## Start
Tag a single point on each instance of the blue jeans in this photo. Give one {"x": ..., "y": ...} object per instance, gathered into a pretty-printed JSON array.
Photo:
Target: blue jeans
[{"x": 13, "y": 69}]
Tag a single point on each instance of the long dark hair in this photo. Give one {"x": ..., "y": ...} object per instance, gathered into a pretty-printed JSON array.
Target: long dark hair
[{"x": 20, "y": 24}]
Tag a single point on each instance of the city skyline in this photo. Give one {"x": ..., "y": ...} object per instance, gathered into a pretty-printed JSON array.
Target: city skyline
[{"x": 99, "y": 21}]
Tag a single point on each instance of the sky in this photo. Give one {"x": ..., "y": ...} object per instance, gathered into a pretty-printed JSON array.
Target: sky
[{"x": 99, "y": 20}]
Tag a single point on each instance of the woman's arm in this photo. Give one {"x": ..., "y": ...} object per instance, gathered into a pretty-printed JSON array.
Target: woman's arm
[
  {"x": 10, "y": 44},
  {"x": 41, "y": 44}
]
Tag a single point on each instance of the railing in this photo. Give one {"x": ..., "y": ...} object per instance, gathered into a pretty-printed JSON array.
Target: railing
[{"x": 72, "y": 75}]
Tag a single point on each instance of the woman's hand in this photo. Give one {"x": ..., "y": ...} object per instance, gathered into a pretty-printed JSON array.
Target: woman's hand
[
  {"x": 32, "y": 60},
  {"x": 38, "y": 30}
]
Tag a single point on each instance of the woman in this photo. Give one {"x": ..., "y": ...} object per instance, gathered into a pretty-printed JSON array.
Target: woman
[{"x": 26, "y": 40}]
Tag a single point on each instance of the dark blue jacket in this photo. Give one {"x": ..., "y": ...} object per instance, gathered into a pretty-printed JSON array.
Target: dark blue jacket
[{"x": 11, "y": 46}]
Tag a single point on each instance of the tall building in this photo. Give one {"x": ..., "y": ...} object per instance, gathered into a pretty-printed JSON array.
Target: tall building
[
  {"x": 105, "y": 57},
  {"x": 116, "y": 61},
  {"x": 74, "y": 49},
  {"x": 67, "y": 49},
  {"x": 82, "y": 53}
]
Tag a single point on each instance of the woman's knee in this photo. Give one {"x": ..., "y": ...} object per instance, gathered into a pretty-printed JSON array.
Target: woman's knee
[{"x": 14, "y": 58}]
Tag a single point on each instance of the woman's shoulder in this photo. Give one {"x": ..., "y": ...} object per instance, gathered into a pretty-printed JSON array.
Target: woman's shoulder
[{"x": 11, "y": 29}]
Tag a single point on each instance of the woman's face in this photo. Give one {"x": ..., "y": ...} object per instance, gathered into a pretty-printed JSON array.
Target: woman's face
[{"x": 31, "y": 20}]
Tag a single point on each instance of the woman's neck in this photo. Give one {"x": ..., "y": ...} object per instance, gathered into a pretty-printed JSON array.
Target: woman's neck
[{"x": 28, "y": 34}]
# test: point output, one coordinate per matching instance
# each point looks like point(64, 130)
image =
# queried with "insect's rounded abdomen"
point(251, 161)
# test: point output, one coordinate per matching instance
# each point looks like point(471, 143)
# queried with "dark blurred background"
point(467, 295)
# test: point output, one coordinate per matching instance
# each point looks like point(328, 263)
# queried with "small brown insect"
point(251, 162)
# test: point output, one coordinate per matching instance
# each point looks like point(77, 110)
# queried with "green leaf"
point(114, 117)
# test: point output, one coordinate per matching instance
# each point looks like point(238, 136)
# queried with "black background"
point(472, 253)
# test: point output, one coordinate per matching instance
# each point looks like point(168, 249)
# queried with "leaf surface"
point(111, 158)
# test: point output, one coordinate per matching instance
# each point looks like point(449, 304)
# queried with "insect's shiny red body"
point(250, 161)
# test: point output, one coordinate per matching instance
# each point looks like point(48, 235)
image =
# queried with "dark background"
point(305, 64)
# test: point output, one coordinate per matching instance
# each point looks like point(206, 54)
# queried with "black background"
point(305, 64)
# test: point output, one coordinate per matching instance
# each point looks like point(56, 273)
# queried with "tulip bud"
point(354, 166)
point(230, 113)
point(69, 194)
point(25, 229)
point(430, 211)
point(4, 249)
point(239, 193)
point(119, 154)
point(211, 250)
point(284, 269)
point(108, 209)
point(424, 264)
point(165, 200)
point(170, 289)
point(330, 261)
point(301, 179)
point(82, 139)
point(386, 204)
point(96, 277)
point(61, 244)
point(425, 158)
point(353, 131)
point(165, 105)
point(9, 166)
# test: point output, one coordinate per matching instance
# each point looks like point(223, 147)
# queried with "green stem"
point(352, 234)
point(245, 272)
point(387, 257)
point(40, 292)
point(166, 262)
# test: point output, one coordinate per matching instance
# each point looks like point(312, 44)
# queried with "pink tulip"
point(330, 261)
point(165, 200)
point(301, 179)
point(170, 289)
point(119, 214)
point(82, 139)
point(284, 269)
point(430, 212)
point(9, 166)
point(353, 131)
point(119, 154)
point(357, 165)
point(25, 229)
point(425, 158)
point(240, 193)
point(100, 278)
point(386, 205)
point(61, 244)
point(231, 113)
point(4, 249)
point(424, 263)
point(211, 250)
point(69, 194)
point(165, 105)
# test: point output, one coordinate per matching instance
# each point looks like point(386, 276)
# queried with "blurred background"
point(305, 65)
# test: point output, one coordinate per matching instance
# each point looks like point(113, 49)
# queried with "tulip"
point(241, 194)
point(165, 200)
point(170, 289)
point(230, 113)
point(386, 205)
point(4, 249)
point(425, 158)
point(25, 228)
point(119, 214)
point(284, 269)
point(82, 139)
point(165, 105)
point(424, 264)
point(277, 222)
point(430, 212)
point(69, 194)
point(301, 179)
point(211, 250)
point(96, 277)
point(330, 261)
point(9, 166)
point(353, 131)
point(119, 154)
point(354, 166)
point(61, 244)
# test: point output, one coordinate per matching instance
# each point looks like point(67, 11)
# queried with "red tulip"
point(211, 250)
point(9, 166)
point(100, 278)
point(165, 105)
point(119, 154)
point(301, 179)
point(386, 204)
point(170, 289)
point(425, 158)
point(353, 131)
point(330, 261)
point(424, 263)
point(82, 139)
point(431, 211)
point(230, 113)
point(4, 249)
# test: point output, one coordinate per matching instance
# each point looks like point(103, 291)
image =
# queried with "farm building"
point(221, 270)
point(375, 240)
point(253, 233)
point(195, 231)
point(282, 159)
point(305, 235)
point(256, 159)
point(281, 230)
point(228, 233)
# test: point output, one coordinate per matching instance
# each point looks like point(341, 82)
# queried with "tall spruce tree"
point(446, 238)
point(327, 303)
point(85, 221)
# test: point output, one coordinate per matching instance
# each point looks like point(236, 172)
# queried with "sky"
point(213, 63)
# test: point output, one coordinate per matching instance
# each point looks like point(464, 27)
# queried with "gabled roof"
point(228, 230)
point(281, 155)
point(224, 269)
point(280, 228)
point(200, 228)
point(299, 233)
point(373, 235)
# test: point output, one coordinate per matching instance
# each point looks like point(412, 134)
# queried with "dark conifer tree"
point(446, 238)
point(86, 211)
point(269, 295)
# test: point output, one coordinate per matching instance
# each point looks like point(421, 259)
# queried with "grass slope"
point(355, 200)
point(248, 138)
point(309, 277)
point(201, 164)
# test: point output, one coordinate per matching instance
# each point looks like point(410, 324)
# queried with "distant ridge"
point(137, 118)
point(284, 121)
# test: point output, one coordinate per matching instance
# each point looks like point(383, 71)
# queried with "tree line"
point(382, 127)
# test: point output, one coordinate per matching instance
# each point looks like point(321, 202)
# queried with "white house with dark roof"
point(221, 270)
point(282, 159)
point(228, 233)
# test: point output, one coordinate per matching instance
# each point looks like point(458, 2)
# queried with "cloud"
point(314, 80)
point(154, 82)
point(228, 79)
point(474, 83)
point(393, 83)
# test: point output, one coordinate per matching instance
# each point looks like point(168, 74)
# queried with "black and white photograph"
## End
*Your objective:* From the data above, pull out every line that contains the string "background". Count a match only when the letter case is the same.

*Solved exercise:*
# queried with "dark blurred background"
# queried with "black background"
# queried with "dark background"
# queried with "black background"
# queried with "blurred background"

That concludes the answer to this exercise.